Format the lines that follow as a JSON list of strings with one string per line, omitting any blank lines and leaving out the pictures.

━━━━━━━━━━━━━━━━━━━━

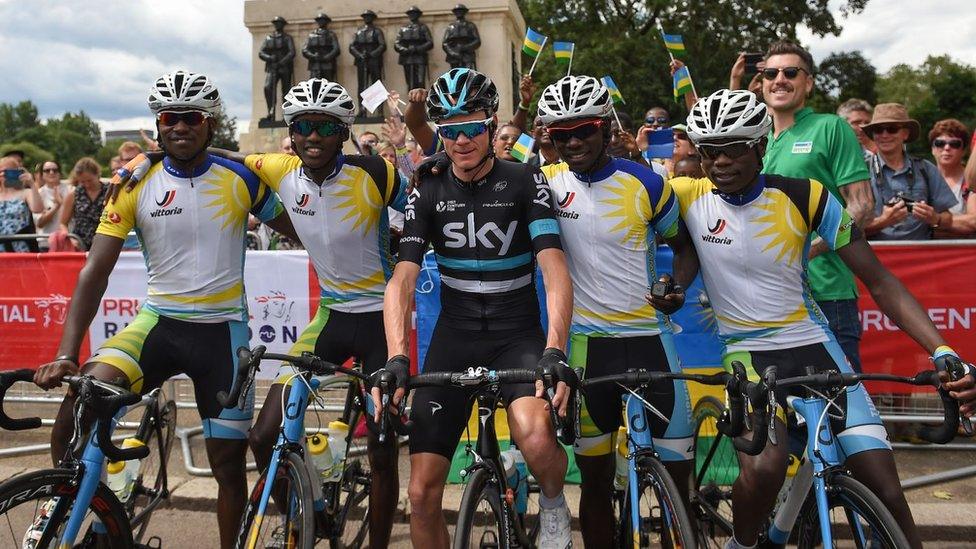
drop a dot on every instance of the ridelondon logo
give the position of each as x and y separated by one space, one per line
302 201
564 203
164 203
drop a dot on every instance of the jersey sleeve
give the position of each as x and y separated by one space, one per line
416 224
828 217
848 165
119 217
541 215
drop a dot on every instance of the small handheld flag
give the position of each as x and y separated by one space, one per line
682 82
522 148
533 43
674 43
612 88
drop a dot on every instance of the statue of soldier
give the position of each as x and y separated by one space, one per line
412 43
278 54
461 39
321 50
367 48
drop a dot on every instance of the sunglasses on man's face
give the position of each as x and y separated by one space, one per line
733 150
324 128
770 73
580 131
190 118
951 143
469 129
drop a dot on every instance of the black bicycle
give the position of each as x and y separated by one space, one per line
68 506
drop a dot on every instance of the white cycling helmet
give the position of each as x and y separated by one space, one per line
318 95
574 97
728 114
183 90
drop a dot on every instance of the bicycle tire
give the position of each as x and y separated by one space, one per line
658 491
291 479
846 492
352 522
480 511
151 484
40 487
711 499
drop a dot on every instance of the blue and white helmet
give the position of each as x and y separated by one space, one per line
461 91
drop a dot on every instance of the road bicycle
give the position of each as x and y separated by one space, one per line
824 503
281 512
69 506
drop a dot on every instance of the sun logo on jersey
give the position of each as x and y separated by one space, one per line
361 201
230 197
784 225
631 207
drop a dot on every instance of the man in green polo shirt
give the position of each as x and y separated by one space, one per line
805 144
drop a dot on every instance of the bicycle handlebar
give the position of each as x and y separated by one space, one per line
6 422
105 401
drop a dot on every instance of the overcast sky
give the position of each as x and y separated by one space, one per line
101 55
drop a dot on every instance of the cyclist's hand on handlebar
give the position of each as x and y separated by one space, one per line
554 359
399 367
48 376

━━━━━━━━━━━━━━━━━━━━

TASK ANSWER -
[
  "drop a dot on every instance of the ridelondon logo",
  "give the position of each as x and y separated by one space, one per line",
  "302 201",
  "564 203",
  "164 203",
  "drop a dot on every instance of the jersey sleeve",
  "give the position of each as x and y separated by one space, one per line",
  "416 224",
  "828 217",
  "848 165",
  "119 217",
  "541 215",
  "drop a dot on every instance of the small handheld flag",
  "give the position of each as x and y separated by one space, one per line",
  "682 82",
  "522 148",
  "533 43",
  "674 43",
  "612 88",
  "drop a dot on every instance of the statue of soldier",
  "give the position of each as x and y separated by one space, one per line",
  "412 43",
  "278 54",
  "461 39",
  "321 50",
  "367 48",
  "drop a dot on every instance of the sunglasses on man's face",
  "give the position of each as x and y separated by one space, one per line",
  "733 150",
  "324 128",
  "770 73",
  "580 131",
  "190 118",
  "951 143",
  "469 129",
  "drop a dot on every instance of the black bicycle",
  "give the position of each as x and y separated by one space, one per line",
  "68 506",
  "drop a dot on every instance of the white cycling helmet",
  "give the position of each as x and y separated by one space, one per line",
  "318 95",
  "574 97",
  "728 114",
  "183 90",
  "drop a dot on every instance of the bicycle tire",
  "give the position of each as x and y separated by one space, one per line",
  "658 491",
  "291 479",
  "846 492",
  "352 522",
  "480 511",
  "151 484",
  "40 487",
  "711 499",
  "drop a dot on every instance of the blue and white helmet",
  "give the position of each as x and y separated by one space, one per line",
  "461 91",
  "drop a dot on every instance of the road bicycle",
  "give the position of each as x and y separated by one space, one per line",
  "824 503",
  "281 512",
  "69 506",
  "drop a dot on every instance of the sun logo on jersey",
  "give the position of each as x and y separated by one space, one per line",
  "361 201",
  "230 197",
  "784 225",
  "631 207",
  "drop a dot on every instance of the man in green polo shirt",
  "give the position of each as x and y separated by one space, one per line",
  "805 144",
  "drop a dot on every instance of the bicycle handlebar",
  "give the position of each as x and y separated by one space, one per line",
  "6 422",
  "105 401",
  "drop a dot on every instance of the overcast sky",
  "give the position of each as x and y separated by one space, one per line",
  "101 55",
  "drop a dot on every instance of the cyclist's hand on handlebar",
  "give the position of each as x and y separated by one space, one per line",
  "554 359",
  "399 367",
  "48 376"
]